**Source document**
At first, I tried to paint images similar to prints, but they didn’t look good at all. One day, at a restaurant where I went to have lunch, the light hit the glass filled with water, and it was very beautiful. Two years later, when I was looking for a subject for a group exhibition, I remembered that scene and started painting. The glass is transparent and has no presence, but when the light gathers at a certain angle, it shines brightly. When I painted it, I once again felt that oil painting is suitable for expressing light. The transparent vessel is also a metaphor for human beings for me.
——How did you work?
I was busy with classes during the day, so I woke up early in the morning to make time to work. First, I carefully washed the glass, filled them with water from a water purifier, and put them in a corner of my atelier. I paint while looking at the real thing, not at a photograph. Derived from the water in the glass, I once painted the tears of my second son who had just been born. This looks like an abstract painting.
Water is connected to life and is essential for human beings to live. Around that time, I saw the documentary film “GAIA SYMPHONY” and was impressed by the onigiri rice balls of Ms. SATO Hatsume,*³ who appears in the film. The freshly cooked rice was crystal clear and beautiful, and I sensed a spirituality rooted in the local climate. So, I cooked rice in an earthenware pot and painted a picture of rice with steam rising from it, but I couldn’t quite decide on the composition. At first, I had drawn the entire rice bowl on a vertical canvas, them boldly I cut off the top and bottom. Still it did not feel right, so I painted the chopsticks into the picture and finally completed it. The chopsticks also have the meaning of a “bridge” to receive the life of nature into oneself.
——While your oil paintings are highly acclaimed, you have been focusing on drawing in recent years.
In 2007, I was transferred to the newly established Department of Art and Child Studies at Kyoto University of Art and Design (now Kyoto University of the Arts), where I have been involved for 10 years since its establishment. I became busy examining the relationship between children and art and devising workshops, which caused my production to stagnate a bit. Then the Tohoku Earthquake (March 11, 2011) occurred. Then the nuclear power plant accident occurred, and I was tormented by a sense of helplessness. When I thought, “I have to do something,” the only thing I could do was to draw, so I made drawings of my two sons and then of plants in my garden. Perhaps it was a desire to return to the starting point in the midst of uncertainty, and to hold on to the precious presence with a painting. As I recall, it was a strange experience, as if I had become one with the being, who was painting in the passage of time rather than expressing myself, and when I looked back at the painting, I wondered if I had really painted it.
*3 Welfare activist. She presided over “Mori no Isukia” (Forest Isukia), which accepts people in distress. She died in 2016 at the age of 94.

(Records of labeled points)
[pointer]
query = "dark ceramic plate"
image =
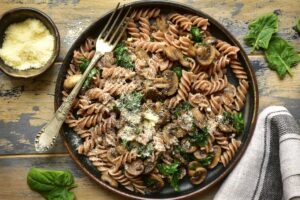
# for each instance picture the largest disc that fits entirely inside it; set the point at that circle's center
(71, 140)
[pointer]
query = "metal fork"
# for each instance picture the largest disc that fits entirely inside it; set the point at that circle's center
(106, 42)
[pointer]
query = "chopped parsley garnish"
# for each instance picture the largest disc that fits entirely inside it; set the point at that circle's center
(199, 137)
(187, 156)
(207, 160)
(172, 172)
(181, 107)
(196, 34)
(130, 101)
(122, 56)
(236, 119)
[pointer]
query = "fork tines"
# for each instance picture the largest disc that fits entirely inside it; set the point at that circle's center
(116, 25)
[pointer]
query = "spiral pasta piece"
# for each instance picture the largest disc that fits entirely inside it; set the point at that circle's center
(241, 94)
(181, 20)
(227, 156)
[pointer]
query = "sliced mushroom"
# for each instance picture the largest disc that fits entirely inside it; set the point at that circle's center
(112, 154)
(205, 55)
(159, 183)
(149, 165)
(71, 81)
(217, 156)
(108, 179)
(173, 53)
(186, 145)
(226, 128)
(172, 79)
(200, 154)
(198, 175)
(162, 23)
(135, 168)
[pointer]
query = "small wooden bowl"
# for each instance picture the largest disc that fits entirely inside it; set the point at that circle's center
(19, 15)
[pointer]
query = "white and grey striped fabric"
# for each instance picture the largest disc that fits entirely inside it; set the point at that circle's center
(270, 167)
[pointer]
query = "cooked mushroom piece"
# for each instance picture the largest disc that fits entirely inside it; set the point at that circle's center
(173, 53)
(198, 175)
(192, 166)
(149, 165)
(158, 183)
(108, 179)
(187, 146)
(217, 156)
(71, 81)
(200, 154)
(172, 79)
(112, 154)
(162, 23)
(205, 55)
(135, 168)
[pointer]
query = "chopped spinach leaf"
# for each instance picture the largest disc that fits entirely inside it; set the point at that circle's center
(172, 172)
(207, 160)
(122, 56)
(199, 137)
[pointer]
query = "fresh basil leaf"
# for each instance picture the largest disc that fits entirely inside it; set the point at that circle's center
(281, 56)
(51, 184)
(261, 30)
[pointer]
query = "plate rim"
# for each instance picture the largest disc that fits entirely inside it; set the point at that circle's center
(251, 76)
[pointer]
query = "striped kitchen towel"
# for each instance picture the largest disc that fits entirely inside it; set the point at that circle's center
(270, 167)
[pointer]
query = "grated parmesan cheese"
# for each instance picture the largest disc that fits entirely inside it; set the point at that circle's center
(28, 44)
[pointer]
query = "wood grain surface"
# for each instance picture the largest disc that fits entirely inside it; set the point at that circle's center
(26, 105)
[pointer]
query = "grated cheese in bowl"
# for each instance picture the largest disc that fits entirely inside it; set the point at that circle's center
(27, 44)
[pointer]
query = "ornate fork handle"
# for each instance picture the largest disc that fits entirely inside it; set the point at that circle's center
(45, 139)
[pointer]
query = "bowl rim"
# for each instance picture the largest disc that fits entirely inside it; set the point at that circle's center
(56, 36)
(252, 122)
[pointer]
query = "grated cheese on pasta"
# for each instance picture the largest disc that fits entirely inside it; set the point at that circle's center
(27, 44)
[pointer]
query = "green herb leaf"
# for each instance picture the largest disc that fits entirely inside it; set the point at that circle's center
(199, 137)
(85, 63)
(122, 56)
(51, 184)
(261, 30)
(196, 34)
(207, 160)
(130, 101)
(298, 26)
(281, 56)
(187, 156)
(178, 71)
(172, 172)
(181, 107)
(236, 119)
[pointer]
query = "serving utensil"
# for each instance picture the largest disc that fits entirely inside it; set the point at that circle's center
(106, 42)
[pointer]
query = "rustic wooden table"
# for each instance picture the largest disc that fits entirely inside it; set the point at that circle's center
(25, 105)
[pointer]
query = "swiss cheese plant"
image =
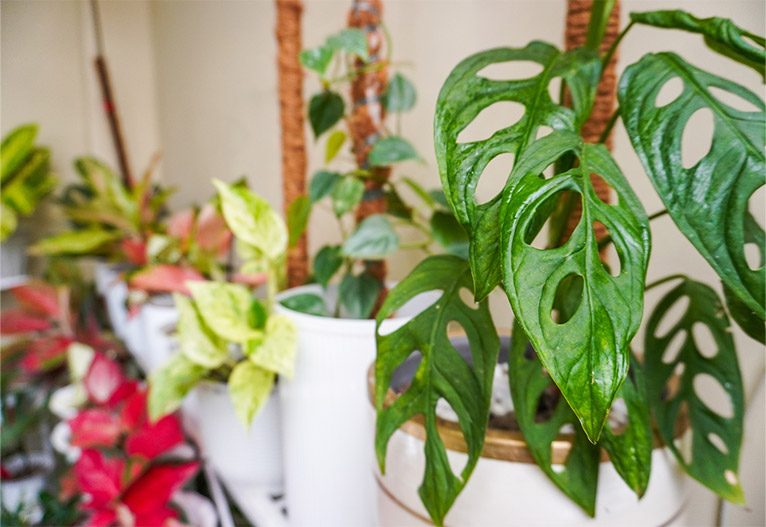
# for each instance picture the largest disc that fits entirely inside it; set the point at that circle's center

**Problem set**
a) Decide whether each statement agrees with the interview, answering yes or no and quoting the words from the interview that settle it: (i) The painter worked on the glass paintings from photographs. (ii) The rice in the painting was cooked in an earthenware pot. (iii) In 2007 the painter was transferred to the newly established Department of Art and Child Studies.
b) Return word for word the part of the interview that opens with the words containing "Water is connected" and closes with "in recent years.".

**Written responses**
a)
(i) No: "I paint while looking at the real thing, not at a photograph."
(ii) Yes: "I cooked rice in an earthenware pot"
(iii) Yes: "In 2007, I was transferred to the newly established Department of Art and Child Studies"

b)
Water is connected to life and is essential for human beings to live. Around that time, I saw the documentary film “GAIA SYMPHONY” and was impressed by the onigiri rice balls of Ms. SATO Hatsume,*³ who appears in the film. The freshly cooked rice was crystal clear and beautiful, and I sensed a spirituality rooted in the local climate. So, I cooked rice in an earthenware pot and painted a picture of rice with steam rising from it, but I couldn’t quite decide on the composition. At first, I had drawn the entire rice bowl on a vertical canvas, them boldly I cut off the top and bottom. Still it did not feel right, so I painted the chopsticks into the picture and finally completed it. The chopsticks also have the meaning of a “bridge” to receive the life of nature into oneself.
——While your oil paintings are highly acclaimed, you have been focusing on drawing in recent years.